* Start SELECTION *

Where Robocopy Fails

Fixing Windows Backups
Table of Contents

Have you ever dealt with symbolic links while using robocopy? Recently I had this pleasure and it didn’t go smoothly. I have a bash script containing a combination of robocopy and rsync to backup an NTFS formatted external drive that is used as portable workspace. Robocopy is for handling the NTFS related items such as reparse points and rsync for those with Unix properties.

The Problem

My robocopy command:
robocopy source destination * /E /PURGE /ZB /SL /MT:20 /XO /A-:HS /COPY:DAT /DCOPY:DAT /W:0 /R:1 /ETA
  • /E Copy subdirectories, including Empty ones
  • /PURGE Delete dest files/dirs that no longer exist in source
  • /ZB Use restartable mode; if access denied use Backup mode
  • /SL Copy symbolic links versus the target
  • /MT[:n] Do multi-threaded copies with n threads (default 8)
  • /XO eXclude Older files
  • /A-:[RASHCNET] Remove the given Attributes from copied files
  • /COPY:copyflag[s] What to COPY for files (default is /COPY:DAT) - (copyflags : D=Data, A=Attributes, T=Timestamps) - (S=Security=NTFS ACLs, O=Owner info, U=aUditing info)
  • /DCOPY:copyflag[s] What to COPY for directories (default is /DCOPY:DA) - (copyflags : D=Data, A=Attributes, T=Timestamps)
  • /R:n Number of Retries on failed copies: default 1 million
  • /W:n Wait time between retries: default is 30 seconds
  • /ETA Show Estimated Time of Arrival of copied files
Closely related:
  • /MIR MIRror a directory tree (equivalent to /E plus /PURGE)
  • /XJ Exclude Junction points. (normally included by default)

* End SELECTION *

** WRITTEN TASKS **
1/ Reproduce the robocopy backup text verbatim, starting at "Fixing Windows Backups" and ending at "threads (default 8)".
2/ Pick up the robocopy backup text after its last line and keep writing it.
Nothing in the lines is needed for this work.

* Start DATA SECTION *

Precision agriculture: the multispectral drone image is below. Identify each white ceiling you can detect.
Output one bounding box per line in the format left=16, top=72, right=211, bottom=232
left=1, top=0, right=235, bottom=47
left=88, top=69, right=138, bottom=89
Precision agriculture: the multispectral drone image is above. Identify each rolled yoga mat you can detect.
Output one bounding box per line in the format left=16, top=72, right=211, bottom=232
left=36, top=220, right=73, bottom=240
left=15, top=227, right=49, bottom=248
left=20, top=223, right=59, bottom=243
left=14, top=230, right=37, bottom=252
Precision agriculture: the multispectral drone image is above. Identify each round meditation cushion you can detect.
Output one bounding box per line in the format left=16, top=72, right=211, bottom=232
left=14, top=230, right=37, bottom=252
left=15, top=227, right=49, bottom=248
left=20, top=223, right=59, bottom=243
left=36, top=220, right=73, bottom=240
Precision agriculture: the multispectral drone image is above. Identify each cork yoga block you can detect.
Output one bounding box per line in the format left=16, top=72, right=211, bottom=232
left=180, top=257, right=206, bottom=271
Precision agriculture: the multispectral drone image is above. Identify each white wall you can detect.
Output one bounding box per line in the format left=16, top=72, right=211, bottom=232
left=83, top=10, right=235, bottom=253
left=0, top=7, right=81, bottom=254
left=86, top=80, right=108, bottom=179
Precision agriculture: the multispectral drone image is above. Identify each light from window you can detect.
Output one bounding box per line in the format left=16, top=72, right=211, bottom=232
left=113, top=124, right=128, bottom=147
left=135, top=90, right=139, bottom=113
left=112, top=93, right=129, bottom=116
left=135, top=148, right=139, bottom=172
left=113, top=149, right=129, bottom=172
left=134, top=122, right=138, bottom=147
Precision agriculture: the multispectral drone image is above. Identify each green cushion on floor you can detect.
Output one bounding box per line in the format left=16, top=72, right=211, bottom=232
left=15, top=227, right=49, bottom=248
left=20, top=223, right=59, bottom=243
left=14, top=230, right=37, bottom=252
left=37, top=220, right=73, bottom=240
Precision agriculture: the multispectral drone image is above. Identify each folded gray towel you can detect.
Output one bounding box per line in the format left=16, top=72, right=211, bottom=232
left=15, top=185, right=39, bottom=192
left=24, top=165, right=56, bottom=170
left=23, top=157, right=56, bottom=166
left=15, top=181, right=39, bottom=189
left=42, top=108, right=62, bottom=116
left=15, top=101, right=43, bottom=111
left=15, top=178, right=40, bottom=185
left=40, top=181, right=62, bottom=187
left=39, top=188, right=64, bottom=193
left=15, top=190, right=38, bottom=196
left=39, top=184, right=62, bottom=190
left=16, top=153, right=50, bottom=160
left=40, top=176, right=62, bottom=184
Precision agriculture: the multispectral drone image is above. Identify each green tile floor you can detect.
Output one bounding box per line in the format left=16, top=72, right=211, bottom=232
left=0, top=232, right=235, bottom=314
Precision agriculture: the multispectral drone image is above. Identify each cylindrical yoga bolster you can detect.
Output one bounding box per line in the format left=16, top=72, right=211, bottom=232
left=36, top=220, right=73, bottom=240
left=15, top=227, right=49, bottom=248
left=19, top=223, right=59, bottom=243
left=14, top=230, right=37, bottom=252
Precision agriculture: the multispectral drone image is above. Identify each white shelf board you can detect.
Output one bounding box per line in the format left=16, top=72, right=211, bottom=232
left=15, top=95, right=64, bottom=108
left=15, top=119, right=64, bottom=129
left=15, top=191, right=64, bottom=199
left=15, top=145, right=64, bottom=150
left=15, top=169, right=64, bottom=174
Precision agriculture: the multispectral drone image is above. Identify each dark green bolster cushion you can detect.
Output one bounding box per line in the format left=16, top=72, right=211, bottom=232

* End DATA SECTION *

** EXERCISE RESPONSES **
1/
Fixing Windows Backups
Table of Contents

Have you ever dealt with symbolic links while using robocopy? Recently I had this pleasure and it didn’t go smoothly. I have a bash script containing a combination of robocopy and rsync to backup an NTFS formatted external drive that is used as portable workspace. Robocopy is for handling the NTFS related items such as reparse points and rsync for those with Unix properties.

The Problem

My robocopy command:
robocopy source destination * /E /PURGE /ZB /SL /MT:20 /XO /A-:HS /COPY:DAT /DCOPY:DAT /W:0 /R:1 /ETA
  • /E Copy subdirectories, including Empty ones
  • /PURGE Delete dest files/dirs that no longer exist in source
  • /ZB Use restartable mode; if access denied use Backup mode
  • /SL Copy symbolic links versus the target
  • /MT[:n] Do multi-threaded copies with n threads (default 8)

2/
  • /L List only - don't copy, timestamp or delete any files

It is supposed to mirror the source to destination - add missing & delete additional from the destination without modifying the source and copy the symblinks as such rather than copy the folders/files that they point to. This implies that any changes to the destination shouldn’t affect the source, right? At least according to this 2 threads [1][2] and the robocopy documentation it indeed shouldn’t. The funny thing is my experience proved this wrong. Robocopy mirroring seems to work fine if you don’t mess with any of the NFTS reparse points or you’ll end up with something missing. Consider this as my test directory tree:

.
├── backup/
│   ├── apple2.txt
│   ├── apple.txt
│   ├── test_symblink_file1 -> ./test/Documents/CV.pdf
│   ├── Documents/
│   │   └── CV.pdf
│   ├── Secret/
│   └── Symbfold/
│       ├── test_symblink_dir -> ./test/Documents/
│       └── test_symblink_file2 -> ./test/apple.txt
└── test/
    ├── apple2.txt
    ├── apple.txt
    ├── test_symblink_file1 -> ./test/Documents/CV.pdf
    ├── Documents/
    │   └── CV.pdf
    ├── Secret/
    └── Symbfold/
        ├── test_symblink_dir -> ./test/Documents/
        └── test_symblink_file2 -> ./test/apple.txt

Our source is test/ and our destination backup/. It contains 3 symblinks pointing to 2 files (apple.txt & CV.pdf) and 1 directory (Documents/). To see where things go wrong let’s experiment with those symblinks. What happens when mirroring if we:

  1. Change the source Symbfold/ name to Symbfold_Will_It_Break/?
  2. Change the names of the symblinks in the source to *_not (* stands for file name)?
  3. Perform 1 on the destination instead?
  4. Perform 2 on the destination instead?
  5. Use /XJ as part of our mirroring command after performing 1?
  6. Use /XJ as part of our mirroring command after performing 2?
  7. Delete symblink to a file from the source (test_symblink_file2)?
  8. Delete symblink to a folder from the source (test_symblink_dir)?

Results

Test Case 1
.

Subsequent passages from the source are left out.